* [EXERCISE 1] In the passage on Hongodai Christ Church School, what is the project an experiment to determine?
* [EXERCISE 2] From the passage on Hongodai Christ Church School, copy the text starting with "Architecture has always" and going on through "the building’s users.".

* [DOCUMENT PASSAGE]
····················

Takeshi Hosaka: Hongodai Christ Church and School, Yokohama

Takeshi Hosaka,

Masao Nishikawa,

Yokohama, Japón,

School, Kindergartens,

Wood, Glass,

A glass building such as Takeshi Hosaka’s Hongodai Christ Church School in Yokohama achieves a degree of coexistence between the natural and artificial worlds that is itself a contradiction. Takeshi Hosaka’s Hongodai Christ Church School uses architecture to propose a new way of learning.

Takeshi Hosaka: Hongodai Christ Church and School, Yokohama

Hongodai Christ Church religious school and nursery in Yokohama is an experiment by Takeshi Hosaka to determine whether it is possible to live a protected life surrounded by nature. In the design of Hongodai Christ Church School in Yokohama, Takeshi Hosaka challenges rules of living that have been handed down over centuries, such as the distance between the natural and artificial worlds.
Architecture has always aimed to protect man from the elements, from the natural aggression of the climate, but as a result has deprived us of direct contact with nature, which also has great benefits to offer. Takeshi Hosaka’s projects have habituated us to a concept of architecture as contemplation of nature. In Hongodai Christ Church School, the Japanese architect accepts nature as a tangible, present part of living through structural and climatic choices guaranteeing the well-being of the building’s users.

····················

* [Position annotation rows]

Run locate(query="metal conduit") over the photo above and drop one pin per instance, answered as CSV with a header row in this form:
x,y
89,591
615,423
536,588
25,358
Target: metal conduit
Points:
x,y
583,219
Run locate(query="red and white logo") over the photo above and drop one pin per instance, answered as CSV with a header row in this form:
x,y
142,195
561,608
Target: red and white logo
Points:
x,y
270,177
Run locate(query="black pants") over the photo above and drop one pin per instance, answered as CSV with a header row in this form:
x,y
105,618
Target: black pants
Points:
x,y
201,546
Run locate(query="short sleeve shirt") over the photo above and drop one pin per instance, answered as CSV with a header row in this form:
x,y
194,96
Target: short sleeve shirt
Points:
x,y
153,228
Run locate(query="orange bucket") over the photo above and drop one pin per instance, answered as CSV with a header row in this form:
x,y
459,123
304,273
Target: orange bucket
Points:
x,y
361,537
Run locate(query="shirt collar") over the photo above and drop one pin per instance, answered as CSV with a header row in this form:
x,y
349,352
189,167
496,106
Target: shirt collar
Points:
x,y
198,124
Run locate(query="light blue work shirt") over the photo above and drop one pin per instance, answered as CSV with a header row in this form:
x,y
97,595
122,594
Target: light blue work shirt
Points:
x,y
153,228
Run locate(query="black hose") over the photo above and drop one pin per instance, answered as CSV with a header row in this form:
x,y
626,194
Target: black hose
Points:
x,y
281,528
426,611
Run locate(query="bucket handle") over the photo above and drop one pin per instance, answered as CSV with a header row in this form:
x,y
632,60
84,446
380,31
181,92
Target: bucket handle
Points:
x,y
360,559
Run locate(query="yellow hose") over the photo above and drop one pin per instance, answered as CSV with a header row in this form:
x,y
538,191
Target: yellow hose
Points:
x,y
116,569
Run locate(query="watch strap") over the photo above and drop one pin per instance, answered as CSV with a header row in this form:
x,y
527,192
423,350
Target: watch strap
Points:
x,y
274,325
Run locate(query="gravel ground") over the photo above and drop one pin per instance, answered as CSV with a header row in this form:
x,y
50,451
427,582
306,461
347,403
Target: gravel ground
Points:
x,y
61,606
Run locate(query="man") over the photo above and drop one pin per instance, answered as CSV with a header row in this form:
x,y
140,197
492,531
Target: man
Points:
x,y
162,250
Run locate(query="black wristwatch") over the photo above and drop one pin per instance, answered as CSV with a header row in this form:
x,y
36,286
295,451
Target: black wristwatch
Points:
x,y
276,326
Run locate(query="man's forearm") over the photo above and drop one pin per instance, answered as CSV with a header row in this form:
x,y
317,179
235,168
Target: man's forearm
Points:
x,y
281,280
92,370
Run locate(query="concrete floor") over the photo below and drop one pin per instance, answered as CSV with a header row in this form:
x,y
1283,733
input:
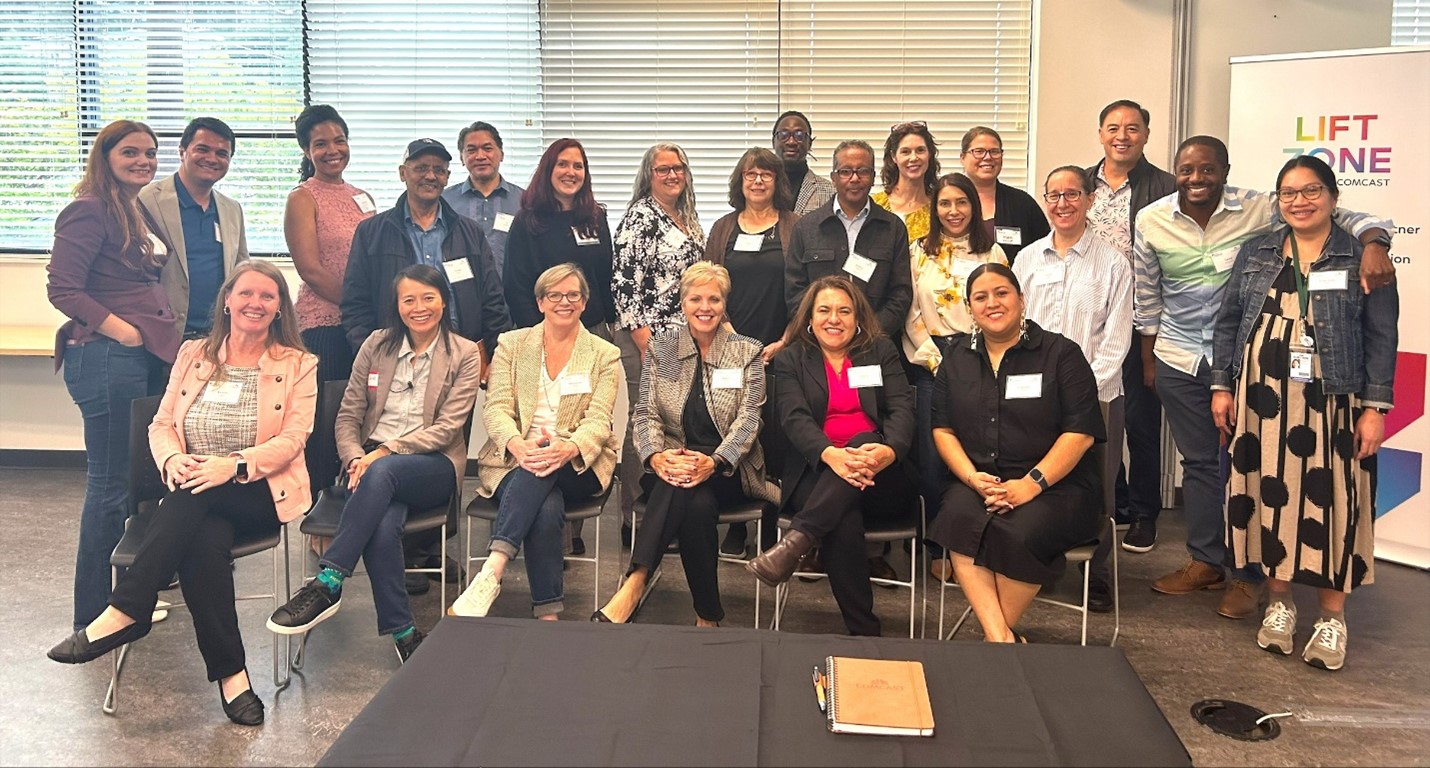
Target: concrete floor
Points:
x,y
169,715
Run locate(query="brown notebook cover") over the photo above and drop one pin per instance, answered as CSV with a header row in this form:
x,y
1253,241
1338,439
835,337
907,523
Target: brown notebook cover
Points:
x,y
878,697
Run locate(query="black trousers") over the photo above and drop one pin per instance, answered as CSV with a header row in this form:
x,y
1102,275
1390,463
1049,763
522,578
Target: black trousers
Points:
x,y
192,534
688,514
832,512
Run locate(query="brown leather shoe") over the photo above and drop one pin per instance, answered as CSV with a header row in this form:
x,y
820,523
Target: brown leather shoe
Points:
x,y
1240,601
777,564
1189,578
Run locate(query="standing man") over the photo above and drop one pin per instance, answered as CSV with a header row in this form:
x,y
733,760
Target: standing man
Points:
x,y
485,195
792,140
1183,250
205,226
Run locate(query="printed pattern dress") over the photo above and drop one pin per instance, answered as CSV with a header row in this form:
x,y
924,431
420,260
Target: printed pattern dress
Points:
x,y
1299,502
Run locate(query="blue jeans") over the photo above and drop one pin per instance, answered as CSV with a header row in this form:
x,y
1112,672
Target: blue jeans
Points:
x,y
532,512
372,524
103,378
1187,401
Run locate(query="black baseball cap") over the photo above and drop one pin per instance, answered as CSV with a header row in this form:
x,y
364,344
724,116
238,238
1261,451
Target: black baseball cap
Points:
x,y
426,146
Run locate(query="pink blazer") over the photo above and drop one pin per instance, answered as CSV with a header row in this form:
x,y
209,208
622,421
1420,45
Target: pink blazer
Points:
x,y
288,399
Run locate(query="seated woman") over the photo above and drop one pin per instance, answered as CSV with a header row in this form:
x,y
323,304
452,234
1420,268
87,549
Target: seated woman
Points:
x,y
548,418
401,436
848,415
249,378
695,426
1026,492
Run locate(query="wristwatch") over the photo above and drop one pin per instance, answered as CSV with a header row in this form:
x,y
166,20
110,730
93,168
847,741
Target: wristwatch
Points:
x,y
1036,475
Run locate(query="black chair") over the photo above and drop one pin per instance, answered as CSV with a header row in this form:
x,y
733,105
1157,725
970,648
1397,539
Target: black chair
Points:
x,y
331,495
145,488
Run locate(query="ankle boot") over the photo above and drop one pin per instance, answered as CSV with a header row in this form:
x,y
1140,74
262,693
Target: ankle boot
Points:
x,y
777,564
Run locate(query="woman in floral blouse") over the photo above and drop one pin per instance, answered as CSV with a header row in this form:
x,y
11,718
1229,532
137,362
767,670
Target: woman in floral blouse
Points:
x,y
941,262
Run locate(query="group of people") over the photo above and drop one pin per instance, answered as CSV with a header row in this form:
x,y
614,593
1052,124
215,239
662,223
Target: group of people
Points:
x,y
828,351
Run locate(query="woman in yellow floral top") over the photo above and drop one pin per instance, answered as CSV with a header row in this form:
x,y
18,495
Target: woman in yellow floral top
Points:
x,y
910,170
941,262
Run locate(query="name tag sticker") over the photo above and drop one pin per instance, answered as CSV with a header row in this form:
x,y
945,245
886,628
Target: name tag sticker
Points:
x,y
458,271
728,378
748,242
1332,279
674,238
864,376
1223,259
860,266
1024,386
223,394
575,384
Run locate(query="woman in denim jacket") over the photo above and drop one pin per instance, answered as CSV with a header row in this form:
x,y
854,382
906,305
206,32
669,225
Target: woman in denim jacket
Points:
x,y
1303,371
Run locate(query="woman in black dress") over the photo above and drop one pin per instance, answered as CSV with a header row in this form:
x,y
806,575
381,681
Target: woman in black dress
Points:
x,y
1014,415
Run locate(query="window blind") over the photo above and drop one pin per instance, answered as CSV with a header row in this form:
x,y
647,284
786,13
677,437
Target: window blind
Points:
x,y
403,70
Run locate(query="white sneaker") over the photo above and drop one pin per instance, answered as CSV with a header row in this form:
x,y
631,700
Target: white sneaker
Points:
x,y
478,597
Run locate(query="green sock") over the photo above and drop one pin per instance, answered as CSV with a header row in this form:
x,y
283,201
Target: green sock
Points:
x,y
332,579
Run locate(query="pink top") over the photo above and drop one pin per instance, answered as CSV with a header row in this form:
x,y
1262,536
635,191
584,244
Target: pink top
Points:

····················

* [EXERCISE RESPONSE 1] Whether it is possible to live a protected life surrounded by nature.

* [EXERCISE RESPONSE 2]
Architecture has always aimed to protect man from the elements, from the natural aggression of the climate, but as a result has deprived us of direct contact with nature, which also has great benefits to offer. Takeshi Hosaka’s projects have habituated us to a concept of architecture as contemplation of nature. In Hongodai Christ Church School, the Japanese architect accepts nature as a tangible, present part of living through structural and climatic choices guaranteeing the well-being of the building’s users.